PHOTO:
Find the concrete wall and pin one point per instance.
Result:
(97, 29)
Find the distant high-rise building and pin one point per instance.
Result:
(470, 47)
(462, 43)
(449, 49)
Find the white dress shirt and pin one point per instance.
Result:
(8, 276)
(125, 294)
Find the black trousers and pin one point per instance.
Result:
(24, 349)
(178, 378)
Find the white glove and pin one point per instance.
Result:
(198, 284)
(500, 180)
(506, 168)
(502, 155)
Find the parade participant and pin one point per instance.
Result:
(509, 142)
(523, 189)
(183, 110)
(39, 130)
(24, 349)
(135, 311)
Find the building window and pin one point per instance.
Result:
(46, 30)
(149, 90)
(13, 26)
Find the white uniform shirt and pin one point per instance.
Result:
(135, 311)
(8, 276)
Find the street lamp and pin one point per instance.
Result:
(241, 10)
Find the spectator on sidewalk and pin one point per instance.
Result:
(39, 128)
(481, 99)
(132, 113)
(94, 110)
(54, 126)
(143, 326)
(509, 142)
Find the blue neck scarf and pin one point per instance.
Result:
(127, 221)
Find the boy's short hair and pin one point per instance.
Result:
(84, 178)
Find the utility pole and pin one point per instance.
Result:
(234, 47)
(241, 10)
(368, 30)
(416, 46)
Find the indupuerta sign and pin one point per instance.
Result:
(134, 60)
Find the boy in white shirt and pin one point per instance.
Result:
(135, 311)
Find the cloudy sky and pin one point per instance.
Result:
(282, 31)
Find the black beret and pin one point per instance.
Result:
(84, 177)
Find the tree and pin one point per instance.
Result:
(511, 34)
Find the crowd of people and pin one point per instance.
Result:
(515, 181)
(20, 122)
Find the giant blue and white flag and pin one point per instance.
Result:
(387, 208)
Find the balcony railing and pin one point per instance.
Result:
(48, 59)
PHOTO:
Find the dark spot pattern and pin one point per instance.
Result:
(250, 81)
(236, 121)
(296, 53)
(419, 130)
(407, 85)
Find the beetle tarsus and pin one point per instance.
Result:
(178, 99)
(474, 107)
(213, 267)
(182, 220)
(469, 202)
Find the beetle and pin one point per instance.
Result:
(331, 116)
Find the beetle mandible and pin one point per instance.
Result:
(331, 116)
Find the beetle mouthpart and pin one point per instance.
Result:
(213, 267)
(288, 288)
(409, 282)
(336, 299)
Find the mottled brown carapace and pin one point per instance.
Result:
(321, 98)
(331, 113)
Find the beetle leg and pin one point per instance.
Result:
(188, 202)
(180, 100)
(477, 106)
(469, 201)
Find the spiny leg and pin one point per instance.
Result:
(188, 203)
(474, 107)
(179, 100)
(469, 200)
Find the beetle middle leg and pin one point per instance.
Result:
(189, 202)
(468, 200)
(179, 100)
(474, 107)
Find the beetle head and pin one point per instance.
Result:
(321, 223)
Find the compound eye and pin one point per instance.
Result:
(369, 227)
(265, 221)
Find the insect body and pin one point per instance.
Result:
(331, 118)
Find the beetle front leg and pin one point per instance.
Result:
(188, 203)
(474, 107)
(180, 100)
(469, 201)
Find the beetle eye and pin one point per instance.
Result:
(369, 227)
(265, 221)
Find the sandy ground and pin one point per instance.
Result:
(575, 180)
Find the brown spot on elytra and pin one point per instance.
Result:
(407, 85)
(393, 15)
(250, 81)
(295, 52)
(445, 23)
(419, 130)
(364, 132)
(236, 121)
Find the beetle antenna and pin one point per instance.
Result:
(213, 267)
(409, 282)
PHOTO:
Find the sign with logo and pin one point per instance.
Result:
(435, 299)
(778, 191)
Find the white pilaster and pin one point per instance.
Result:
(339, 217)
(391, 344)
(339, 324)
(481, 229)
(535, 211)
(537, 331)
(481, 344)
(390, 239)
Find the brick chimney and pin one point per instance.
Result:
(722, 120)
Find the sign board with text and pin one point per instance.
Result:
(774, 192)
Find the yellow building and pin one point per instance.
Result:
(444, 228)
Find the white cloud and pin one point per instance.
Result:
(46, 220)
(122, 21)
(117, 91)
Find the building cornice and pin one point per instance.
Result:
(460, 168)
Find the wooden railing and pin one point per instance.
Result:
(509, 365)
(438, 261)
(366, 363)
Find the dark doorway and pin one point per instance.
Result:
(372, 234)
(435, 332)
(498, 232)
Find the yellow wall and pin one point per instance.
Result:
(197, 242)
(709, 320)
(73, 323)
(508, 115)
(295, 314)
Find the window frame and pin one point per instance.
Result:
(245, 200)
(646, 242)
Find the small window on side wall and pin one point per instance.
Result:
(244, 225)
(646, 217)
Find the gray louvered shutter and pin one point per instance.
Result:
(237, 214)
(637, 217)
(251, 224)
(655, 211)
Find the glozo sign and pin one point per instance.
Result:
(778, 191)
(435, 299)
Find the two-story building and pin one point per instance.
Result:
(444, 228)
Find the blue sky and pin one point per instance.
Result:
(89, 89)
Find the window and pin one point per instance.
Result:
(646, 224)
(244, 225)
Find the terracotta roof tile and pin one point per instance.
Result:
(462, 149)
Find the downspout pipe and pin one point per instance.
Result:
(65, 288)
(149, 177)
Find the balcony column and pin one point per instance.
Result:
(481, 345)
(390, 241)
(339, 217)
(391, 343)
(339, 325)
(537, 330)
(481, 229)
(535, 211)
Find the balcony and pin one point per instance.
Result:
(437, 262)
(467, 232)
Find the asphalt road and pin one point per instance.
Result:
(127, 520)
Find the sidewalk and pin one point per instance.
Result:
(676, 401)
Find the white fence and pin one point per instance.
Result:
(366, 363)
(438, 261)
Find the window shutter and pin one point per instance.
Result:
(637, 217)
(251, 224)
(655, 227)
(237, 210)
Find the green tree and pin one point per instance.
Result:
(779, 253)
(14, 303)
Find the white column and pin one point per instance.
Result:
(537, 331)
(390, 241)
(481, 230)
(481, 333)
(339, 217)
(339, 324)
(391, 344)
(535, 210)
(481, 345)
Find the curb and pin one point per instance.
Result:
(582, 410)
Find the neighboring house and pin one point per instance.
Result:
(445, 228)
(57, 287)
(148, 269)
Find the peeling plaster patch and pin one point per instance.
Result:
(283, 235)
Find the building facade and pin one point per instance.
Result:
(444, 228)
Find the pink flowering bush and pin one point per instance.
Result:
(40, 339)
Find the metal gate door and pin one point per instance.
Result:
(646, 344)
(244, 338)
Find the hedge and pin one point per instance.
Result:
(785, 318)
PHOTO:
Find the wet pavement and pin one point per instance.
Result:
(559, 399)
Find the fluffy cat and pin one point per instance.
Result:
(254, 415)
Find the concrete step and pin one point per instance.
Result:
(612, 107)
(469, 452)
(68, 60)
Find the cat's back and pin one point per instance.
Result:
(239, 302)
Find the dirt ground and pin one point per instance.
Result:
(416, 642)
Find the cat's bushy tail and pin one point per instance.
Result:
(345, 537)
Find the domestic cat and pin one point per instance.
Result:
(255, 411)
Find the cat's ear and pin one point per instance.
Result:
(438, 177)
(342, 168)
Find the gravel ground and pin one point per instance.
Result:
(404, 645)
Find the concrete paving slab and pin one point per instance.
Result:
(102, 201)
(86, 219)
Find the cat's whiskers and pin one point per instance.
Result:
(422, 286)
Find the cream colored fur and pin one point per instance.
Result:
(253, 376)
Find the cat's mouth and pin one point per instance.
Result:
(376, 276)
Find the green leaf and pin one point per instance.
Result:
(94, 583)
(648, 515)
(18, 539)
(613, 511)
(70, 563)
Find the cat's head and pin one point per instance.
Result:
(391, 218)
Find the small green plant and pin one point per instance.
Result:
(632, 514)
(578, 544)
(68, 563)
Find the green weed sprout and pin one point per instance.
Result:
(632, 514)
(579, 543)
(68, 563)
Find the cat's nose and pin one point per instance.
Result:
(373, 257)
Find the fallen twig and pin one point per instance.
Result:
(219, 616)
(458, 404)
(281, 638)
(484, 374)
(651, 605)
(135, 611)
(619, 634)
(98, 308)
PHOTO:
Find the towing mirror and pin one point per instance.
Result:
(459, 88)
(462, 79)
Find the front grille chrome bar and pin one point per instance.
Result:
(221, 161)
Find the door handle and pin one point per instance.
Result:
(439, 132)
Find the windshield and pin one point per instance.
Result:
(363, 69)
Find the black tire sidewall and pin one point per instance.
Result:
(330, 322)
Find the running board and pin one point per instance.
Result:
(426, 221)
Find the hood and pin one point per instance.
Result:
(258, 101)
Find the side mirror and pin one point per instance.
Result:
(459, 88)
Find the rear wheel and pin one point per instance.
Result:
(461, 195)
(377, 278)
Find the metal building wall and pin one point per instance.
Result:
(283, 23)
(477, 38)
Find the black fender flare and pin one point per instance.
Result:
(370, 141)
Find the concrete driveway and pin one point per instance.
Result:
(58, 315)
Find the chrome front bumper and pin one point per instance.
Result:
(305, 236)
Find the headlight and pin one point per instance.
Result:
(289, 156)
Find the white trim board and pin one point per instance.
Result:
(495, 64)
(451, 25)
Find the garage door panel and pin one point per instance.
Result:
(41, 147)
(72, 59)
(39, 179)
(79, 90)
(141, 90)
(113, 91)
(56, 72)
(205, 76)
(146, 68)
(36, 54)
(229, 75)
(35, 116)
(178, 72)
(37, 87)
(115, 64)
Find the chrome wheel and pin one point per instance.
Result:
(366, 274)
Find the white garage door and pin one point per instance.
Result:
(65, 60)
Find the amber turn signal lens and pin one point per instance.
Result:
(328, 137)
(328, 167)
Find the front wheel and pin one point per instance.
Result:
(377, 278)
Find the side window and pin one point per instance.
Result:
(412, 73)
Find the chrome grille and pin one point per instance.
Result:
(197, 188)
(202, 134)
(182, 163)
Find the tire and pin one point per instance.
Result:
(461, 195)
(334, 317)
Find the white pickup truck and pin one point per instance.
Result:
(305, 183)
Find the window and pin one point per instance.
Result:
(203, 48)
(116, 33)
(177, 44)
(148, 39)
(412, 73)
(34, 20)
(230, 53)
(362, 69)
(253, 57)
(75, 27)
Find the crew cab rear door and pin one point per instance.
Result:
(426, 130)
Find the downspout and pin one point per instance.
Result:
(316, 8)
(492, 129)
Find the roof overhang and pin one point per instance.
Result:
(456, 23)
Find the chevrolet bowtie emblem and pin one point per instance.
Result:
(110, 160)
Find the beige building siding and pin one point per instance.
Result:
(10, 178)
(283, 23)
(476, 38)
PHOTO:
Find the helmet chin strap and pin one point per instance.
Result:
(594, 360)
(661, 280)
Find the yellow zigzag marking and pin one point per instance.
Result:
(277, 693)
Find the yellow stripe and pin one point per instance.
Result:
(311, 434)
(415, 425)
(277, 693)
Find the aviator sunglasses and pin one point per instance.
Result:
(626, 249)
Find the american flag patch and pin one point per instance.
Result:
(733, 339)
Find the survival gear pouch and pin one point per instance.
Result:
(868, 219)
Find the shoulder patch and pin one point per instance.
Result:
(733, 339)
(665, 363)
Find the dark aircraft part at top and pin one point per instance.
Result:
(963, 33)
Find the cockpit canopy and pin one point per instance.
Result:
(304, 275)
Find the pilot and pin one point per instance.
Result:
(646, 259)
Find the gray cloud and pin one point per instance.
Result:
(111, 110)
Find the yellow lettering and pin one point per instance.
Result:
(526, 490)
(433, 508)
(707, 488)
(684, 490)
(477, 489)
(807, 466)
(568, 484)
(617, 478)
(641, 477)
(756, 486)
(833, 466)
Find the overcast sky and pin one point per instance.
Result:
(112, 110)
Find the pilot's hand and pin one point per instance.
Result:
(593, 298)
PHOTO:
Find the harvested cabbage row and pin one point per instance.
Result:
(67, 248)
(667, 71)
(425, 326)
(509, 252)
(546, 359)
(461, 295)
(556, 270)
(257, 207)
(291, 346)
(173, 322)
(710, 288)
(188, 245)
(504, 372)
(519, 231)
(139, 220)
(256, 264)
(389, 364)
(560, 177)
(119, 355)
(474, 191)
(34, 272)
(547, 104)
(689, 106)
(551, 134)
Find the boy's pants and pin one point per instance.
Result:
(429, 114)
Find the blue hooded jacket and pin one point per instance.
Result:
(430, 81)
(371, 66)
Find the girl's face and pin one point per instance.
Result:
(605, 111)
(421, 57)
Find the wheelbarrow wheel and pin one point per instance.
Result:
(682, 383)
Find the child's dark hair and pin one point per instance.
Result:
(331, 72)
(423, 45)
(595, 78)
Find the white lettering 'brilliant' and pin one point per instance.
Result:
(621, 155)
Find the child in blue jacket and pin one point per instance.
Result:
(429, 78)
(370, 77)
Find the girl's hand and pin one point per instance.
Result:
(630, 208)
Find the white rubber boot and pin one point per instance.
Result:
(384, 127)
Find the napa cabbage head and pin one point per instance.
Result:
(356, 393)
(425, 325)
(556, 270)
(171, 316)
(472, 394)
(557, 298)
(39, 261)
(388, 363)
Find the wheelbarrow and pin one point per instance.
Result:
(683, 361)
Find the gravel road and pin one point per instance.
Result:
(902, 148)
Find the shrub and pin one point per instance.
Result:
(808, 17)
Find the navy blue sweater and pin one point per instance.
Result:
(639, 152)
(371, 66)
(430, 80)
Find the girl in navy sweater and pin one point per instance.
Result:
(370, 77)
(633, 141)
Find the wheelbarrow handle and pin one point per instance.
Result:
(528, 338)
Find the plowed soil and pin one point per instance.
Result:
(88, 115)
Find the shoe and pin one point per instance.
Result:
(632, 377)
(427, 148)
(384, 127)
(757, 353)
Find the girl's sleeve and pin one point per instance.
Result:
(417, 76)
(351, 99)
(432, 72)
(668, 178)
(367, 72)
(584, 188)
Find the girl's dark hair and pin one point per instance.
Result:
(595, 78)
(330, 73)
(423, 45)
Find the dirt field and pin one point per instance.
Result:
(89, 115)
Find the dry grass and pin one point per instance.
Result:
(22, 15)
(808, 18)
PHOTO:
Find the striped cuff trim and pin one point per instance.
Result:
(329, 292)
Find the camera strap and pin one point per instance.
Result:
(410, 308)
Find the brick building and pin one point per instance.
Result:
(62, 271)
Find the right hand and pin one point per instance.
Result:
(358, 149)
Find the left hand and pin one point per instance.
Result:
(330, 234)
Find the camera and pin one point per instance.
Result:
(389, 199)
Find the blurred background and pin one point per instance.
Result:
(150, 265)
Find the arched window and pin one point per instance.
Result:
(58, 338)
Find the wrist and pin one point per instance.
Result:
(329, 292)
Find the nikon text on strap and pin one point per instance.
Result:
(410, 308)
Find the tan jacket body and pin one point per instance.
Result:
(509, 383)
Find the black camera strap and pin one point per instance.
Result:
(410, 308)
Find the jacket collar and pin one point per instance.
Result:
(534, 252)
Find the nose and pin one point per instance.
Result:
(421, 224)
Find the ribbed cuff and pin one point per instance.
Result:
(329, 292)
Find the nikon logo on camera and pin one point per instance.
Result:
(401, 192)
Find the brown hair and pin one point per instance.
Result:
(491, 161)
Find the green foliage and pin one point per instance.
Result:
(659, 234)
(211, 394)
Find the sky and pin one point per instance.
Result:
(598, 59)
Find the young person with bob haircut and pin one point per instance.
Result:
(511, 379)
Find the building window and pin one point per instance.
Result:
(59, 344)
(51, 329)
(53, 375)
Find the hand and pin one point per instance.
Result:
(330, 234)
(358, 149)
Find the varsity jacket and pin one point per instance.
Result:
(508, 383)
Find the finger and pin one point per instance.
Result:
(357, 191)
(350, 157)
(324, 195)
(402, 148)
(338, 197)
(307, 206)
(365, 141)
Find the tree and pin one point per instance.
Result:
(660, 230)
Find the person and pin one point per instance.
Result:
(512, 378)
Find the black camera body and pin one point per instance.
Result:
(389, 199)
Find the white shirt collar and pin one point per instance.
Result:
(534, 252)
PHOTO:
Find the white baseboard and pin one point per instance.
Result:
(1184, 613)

------

| YOUR OBJECTIVE |
Lines containing the word "wheelbarrow": copy every one of them from the records above.

| WRITTEN SOLUTION |
Find the wheelbarrow wheel and pin one point per instance.
Find the wheelbarrow and pin one point per instance.
Find the wheelbarrow handle and pin one point per instance.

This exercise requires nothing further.